§ **Task instructions**
Extract every line starting at the line that contains "road marking, the" and ending with the final line of the data, inclusive; give only those lines, word for word.

## BEGIN Source material

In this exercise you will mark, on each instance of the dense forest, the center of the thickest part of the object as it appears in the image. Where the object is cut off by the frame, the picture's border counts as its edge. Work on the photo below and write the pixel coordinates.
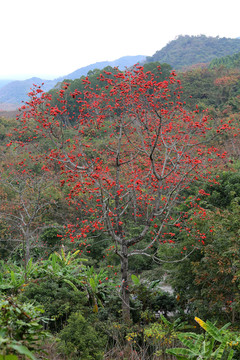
(119, 216)
(188, 50)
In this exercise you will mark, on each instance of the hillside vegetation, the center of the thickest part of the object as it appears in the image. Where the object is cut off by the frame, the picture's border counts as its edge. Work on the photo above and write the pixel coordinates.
(119, 217)
(189, 50)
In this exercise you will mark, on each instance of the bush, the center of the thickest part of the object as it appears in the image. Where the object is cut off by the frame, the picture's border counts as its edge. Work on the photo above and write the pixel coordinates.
(80, 340)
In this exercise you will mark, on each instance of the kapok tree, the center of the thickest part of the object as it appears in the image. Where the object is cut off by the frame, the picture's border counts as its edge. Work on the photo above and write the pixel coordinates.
(127, 149)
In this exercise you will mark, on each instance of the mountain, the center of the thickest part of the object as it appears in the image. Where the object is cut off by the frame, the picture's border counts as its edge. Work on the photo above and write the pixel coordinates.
(187, 50)
(229, 61)
(122, 63)
(14, 92)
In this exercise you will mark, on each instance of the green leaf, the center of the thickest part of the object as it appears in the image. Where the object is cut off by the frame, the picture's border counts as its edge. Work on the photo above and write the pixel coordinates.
(71, 284)
(93, 284)
(213, 331)
(181, 352)
(135, 279)
(21, 349)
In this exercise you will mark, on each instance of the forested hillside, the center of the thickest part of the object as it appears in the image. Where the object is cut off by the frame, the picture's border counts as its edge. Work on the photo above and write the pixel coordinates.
(119, 217)
(189, 50)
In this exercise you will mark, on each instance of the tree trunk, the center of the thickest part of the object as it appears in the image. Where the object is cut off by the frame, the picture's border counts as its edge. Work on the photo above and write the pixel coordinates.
(125, 290)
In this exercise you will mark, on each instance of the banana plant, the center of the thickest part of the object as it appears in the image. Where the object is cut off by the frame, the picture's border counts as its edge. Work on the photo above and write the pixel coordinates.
(215, 344)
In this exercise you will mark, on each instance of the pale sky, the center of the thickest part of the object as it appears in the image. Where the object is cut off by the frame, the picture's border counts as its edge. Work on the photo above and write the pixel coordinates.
(52, 38)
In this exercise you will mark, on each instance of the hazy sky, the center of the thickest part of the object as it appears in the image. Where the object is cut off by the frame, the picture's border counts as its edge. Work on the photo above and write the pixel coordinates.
(51, 38)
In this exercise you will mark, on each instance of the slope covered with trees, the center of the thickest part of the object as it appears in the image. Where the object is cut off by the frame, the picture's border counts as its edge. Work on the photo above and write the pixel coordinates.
(189, 50)
(108, 185)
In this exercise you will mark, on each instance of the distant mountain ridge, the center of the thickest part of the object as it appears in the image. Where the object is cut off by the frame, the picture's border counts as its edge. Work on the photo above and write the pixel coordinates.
(181, 53)
(188, 50)
(14, 92)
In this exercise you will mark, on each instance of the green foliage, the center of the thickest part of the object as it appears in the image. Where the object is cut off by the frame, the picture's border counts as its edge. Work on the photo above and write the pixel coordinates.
(21, 328)
(215, 344)
(81, 340)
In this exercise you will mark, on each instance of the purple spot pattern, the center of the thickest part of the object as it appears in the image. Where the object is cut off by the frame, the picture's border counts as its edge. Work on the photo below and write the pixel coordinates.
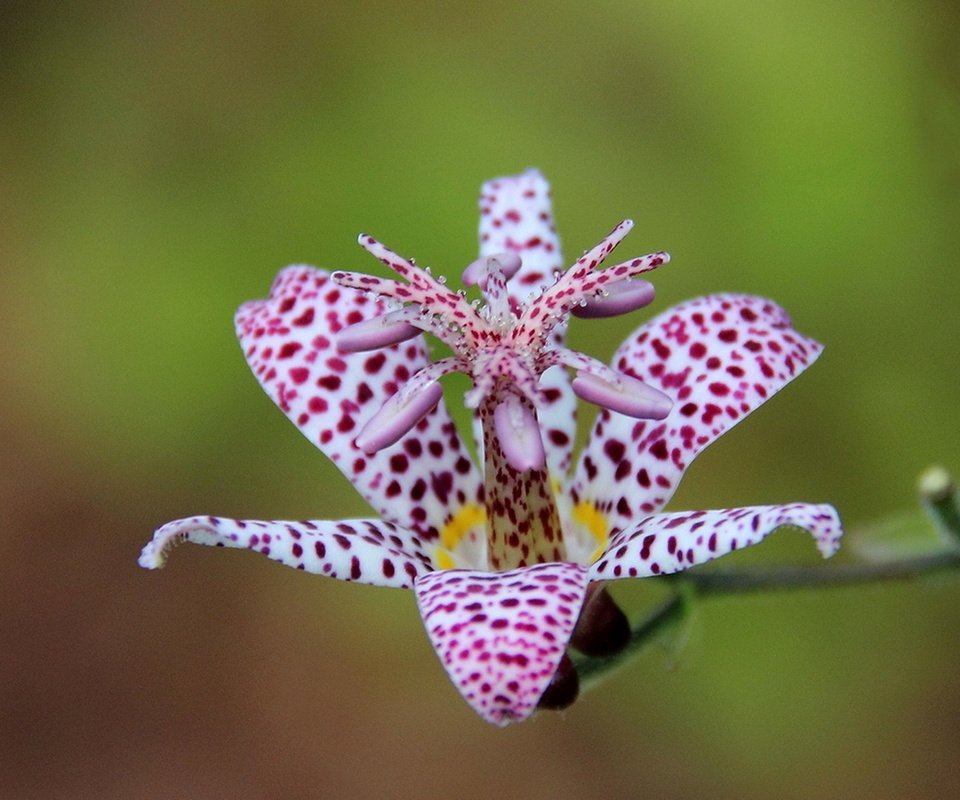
(288, 340)
(361, 550)
(665, 543)
(500, 635)
(719, 357)
(516, 214)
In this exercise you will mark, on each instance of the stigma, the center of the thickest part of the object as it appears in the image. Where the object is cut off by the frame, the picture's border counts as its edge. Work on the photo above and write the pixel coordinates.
(502, 345)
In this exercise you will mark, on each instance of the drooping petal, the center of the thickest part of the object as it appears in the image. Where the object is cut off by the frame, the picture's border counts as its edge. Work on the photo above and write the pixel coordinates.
(516, 215)
(361, 550)
(289, 341)
(501, 635)
(718, 358)
(665, 543)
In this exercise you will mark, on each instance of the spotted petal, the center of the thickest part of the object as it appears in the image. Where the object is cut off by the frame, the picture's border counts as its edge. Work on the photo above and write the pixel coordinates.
(718, 357)
(516, 215)
(501, 635)
(288, 339)
(361, 550)
(665, 543)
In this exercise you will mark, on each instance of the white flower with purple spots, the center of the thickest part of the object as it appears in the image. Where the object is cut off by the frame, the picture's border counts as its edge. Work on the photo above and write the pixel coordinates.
(504, 558)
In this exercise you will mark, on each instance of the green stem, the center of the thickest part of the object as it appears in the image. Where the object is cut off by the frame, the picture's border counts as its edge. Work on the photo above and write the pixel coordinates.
(938, 493)
(593, 670)
(729, 581)
(940, 498)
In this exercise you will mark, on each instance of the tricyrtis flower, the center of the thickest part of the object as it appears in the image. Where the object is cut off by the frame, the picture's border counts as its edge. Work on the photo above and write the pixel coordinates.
(502, 558)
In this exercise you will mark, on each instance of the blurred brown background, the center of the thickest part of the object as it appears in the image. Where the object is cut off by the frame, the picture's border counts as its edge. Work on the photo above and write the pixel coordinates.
(160, 163)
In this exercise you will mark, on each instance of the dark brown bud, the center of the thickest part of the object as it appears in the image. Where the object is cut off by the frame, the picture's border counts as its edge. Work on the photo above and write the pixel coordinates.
(563, 687)
(602, 628)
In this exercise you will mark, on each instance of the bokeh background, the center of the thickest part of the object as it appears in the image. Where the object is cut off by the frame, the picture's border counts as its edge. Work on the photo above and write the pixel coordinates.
(160, 162)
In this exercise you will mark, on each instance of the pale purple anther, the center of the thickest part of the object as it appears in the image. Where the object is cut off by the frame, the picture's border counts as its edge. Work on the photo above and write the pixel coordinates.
(382, 331)
(397, 417)
(632, 397)
(507, 263)
(619, 298)
(518, 433)
(501, 557)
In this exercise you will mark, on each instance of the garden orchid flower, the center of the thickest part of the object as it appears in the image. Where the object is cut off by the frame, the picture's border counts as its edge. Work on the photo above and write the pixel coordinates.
(503, 558)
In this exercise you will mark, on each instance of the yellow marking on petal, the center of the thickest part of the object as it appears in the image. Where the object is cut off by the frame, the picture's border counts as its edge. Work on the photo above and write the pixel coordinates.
(587, 515)
(443, 559)
(460, 524)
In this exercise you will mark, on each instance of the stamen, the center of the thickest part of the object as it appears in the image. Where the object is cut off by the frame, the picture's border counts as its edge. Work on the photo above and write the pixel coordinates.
(631, 397)
(518, 433)
(618, 298)
(387, 329)
(397, 417)
(506, 263)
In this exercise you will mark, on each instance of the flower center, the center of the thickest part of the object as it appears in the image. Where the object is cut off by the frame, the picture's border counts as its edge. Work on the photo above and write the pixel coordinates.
(504, 347)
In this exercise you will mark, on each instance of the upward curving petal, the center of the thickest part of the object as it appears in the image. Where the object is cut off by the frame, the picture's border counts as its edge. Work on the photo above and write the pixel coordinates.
(666, 543)
(288, 339)
(501, 635)
(718, 357)
(516, 216)
(362, 550)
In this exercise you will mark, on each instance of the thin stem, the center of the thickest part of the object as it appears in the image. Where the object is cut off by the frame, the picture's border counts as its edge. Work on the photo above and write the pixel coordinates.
(689, 584)
(729, 581)
(938, 492)
(940, 499)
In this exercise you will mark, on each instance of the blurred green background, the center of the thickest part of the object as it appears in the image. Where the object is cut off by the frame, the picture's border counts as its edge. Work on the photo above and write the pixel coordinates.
(160, 162)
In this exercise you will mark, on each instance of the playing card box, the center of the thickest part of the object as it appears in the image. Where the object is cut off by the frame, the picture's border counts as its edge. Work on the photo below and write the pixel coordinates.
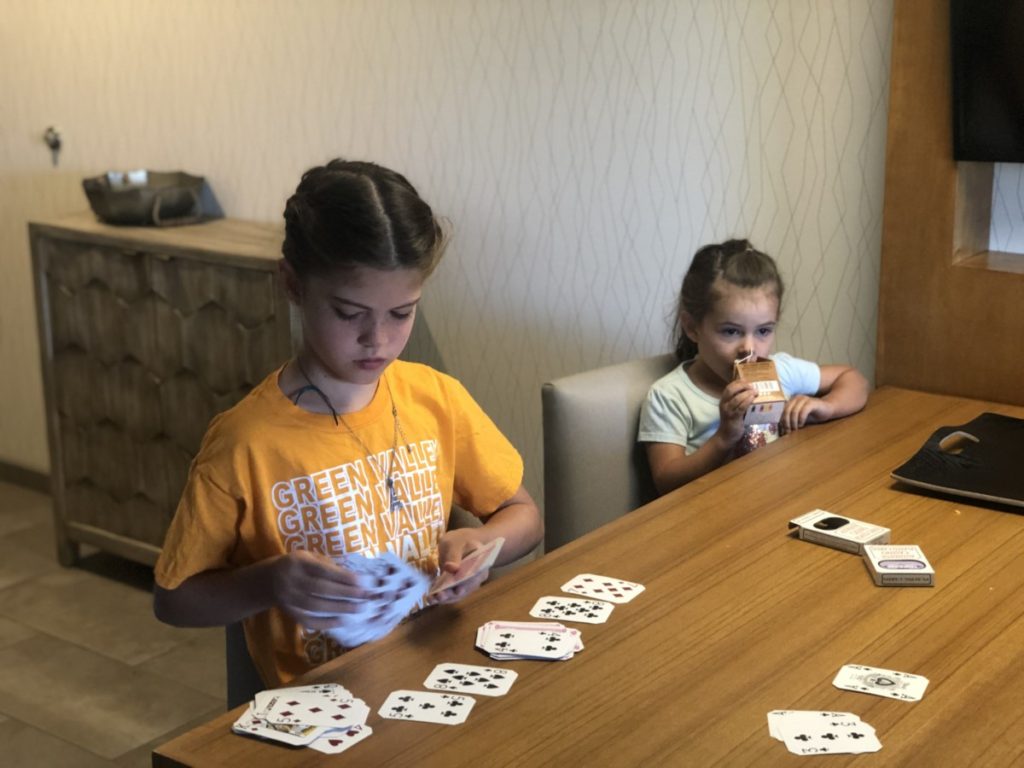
(898, 565)
(769, 400)
(845, 534)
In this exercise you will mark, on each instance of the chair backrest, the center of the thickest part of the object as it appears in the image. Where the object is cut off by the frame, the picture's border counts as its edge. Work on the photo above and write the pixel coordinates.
(594, 470)
(244, 681)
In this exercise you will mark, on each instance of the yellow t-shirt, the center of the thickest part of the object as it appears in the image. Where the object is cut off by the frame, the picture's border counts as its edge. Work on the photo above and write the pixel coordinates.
(271, 477)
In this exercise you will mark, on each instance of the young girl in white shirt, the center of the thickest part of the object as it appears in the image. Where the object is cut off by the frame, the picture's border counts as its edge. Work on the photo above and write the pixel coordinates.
(692, 420)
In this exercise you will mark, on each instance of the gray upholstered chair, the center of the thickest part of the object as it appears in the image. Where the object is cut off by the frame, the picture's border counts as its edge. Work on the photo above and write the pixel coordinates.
(243, 680)
(594, 470)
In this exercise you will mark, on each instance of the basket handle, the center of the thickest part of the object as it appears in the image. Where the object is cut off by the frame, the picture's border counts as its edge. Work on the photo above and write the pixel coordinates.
(196, 214)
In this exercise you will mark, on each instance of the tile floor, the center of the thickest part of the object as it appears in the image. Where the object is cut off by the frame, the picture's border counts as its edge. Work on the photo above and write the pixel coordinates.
(88, 677)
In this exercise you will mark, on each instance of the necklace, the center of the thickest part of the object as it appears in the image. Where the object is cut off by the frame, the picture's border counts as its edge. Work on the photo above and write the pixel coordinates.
(394, 503)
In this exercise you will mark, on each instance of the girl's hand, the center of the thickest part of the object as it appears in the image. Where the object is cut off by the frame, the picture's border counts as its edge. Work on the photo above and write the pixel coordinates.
(452, 548)
(803, 410)
(315, 592)
(736, 398)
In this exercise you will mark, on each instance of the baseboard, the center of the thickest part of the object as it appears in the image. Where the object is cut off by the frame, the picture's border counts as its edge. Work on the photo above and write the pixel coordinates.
(29, 478)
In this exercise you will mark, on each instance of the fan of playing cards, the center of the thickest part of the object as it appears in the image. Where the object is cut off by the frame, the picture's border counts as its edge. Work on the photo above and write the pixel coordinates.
(326, 717)
(400, 588)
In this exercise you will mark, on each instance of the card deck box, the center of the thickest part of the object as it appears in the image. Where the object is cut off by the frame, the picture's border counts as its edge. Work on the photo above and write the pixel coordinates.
(834, 530)
(898, 565)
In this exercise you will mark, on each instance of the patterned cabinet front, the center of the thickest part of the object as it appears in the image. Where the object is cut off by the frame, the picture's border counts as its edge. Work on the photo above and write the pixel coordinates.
(143, 341)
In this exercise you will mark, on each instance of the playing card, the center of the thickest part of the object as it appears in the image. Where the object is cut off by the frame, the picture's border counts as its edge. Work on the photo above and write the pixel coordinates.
(901, 685)
(822, 732)
(468, 678)
(781, 721)
(603, 588)
(427, 707)
(327, 707)
(333, 742)
(538, 640)
(572, 609)
(296, 735)
(473, 563)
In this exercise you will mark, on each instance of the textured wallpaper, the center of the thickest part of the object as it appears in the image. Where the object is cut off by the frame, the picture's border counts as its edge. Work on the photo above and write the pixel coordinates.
(1007, 232)
(582, 148)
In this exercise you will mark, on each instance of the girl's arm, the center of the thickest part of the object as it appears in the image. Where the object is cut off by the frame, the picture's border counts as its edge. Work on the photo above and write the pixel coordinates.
(843, 391)
(298, 583)
(517, 520)
(672, 467)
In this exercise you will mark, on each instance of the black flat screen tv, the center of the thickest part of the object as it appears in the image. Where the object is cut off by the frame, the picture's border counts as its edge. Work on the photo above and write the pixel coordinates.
(988, 80)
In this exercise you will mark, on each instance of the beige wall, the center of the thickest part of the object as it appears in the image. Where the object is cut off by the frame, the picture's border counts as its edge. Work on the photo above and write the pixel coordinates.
(583, 148)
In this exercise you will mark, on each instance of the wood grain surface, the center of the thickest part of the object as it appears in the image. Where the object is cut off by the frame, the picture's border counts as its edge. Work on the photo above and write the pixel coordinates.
(737, 619)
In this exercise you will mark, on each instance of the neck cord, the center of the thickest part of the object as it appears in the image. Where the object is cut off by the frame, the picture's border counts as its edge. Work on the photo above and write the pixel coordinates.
(394, 503)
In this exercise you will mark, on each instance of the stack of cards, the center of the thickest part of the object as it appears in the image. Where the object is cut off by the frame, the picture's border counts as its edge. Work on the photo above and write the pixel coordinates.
(325, 717)
(508, 641)
(888, 683)
(400, 587)
(822, 732)
(603, 588)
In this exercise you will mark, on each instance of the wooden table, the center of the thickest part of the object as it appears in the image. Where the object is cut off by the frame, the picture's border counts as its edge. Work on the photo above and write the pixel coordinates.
(737, 619)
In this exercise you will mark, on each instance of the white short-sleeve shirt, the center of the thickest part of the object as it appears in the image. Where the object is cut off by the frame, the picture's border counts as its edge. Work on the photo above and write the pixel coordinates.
(678, 412)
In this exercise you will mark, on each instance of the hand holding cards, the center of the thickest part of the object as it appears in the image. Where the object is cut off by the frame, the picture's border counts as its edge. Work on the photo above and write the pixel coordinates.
(399, 587)
(475, 562)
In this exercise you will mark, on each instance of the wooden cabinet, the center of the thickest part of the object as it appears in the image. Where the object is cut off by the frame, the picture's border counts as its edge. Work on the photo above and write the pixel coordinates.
(145, 334)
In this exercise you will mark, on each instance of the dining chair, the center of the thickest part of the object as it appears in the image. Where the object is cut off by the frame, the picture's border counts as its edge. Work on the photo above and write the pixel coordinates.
(594, 470)
(244, 681)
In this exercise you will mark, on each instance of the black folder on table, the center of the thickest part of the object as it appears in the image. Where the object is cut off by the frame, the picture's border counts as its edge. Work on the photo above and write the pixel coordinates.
(983, 459)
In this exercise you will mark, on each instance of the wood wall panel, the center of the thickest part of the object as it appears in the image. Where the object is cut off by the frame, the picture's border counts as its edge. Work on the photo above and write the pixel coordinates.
(146, 334)
(944, 324)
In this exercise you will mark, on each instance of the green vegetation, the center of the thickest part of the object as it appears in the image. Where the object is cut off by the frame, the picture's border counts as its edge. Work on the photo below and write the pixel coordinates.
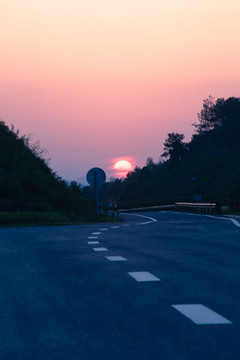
(208, 165)
(30, 192)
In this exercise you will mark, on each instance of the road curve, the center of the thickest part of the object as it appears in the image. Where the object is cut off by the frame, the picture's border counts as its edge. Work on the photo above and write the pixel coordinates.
(164, 286)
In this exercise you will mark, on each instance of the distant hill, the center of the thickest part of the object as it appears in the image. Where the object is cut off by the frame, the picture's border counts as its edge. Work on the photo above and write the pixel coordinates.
(27, 183)
(209, 165)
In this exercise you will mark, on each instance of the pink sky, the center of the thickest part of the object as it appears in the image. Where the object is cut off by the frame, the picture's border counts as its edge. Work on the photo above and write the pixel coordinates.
(98, 80)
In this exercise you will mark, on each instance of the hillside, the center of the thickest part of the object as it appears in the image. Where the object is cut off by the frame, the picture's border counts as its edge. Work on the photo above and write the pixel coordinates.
(28, 184)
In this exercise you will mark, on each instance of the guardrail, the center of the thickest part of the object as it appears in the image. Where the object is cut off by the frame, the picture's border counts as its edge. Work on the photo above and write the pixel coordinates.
(149, 208)
(200, 207)
(196, 207)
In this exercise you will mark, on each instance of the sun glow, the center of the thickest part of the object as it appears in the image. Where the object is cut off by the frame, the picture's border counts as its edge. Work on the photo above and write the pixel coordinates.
(122, 167)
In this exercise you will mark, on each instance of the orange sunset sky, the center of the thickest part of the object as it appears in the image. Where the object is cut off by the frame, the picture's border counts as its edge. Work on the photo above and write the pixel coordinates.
(99, 80)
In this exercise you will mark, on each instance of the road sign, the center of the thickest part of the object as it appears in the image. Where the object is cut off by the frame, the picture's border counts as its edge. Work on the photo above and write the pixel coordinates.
(96, 177)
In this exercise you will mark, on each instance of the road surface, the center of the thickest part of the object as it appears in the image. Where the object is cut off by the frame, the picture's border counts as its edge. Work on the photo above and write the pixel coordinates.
(164, 286)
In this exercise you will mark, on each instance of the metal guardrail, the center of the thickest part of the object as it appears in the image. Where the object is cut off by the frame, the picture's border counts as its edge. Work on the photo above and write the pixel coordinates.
(202, 207)
(151, 208)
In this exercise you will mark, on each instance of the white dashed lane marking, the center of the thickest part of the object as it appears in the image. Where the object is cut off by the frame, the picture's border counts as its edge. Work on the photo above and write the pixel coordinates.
(100, 249)
(146, 217)
(116, 258)
(143, 276)
(200, 314)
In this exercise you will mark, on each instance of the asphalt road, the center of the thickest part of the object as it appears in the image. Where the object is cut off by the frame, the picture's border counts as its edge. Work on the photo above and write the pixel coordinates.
(61, 299)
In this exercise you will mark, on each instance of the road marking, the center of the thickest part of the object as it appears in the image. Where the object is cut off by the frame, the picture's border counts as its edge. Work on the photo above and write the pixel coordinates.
(116, 258)
(143, 276)
(100, 249)
(200, 314)
(147, 217)
(234, 221)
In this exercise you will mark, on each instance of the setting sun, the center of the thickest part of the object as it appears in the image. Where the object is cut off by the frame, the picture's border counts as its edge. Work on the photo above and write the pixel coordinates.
(122, 167)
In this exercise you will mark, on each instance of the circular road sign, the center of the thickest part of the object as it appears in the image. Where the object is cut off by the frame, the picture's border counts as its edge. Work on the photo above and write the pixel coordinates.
(96, 177)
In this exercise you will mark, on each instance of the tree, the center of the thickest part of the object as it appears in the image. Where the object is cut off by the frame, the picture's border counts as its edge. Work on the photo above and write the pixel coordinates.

## END Source material

§ **Solution to this task**
In this exercise you will mark, on each instance of the road marking, the center of the thickest part of the object as it appears in the image. Where the object is cut off by the frame, the picture's border counts as its edge. Work on the photo above and write the pixel coordinates.
(116, 258)
(143, 276)
(100, 249)
(200, 314)
(147, 217)
(234, 221)
In this exercise you will mark, on each instance of the setting sun, the center of the thickest part of the object as it appears in the image. Where the object is cut off by the frame, the picture's border counts as its edge. Work on the photo above and write the pixel coordinates.
(122, 167)
In this exercise you will mark, on each instance of the circular road sign, the center of the thickest part of the object as it appears in the image. Where the object is cut off by the frame, the picture's border counts as its edge. Work on the photo above and write the pixel coordinates.
(96, 177)
In this exercise you will mark, on each instance of the tree, the center of the thickest part of the object as it appears in the image. Where the object is cut off by the frame, the picture's border counts as its edge. Work on the photo above and write the pixel coordinates.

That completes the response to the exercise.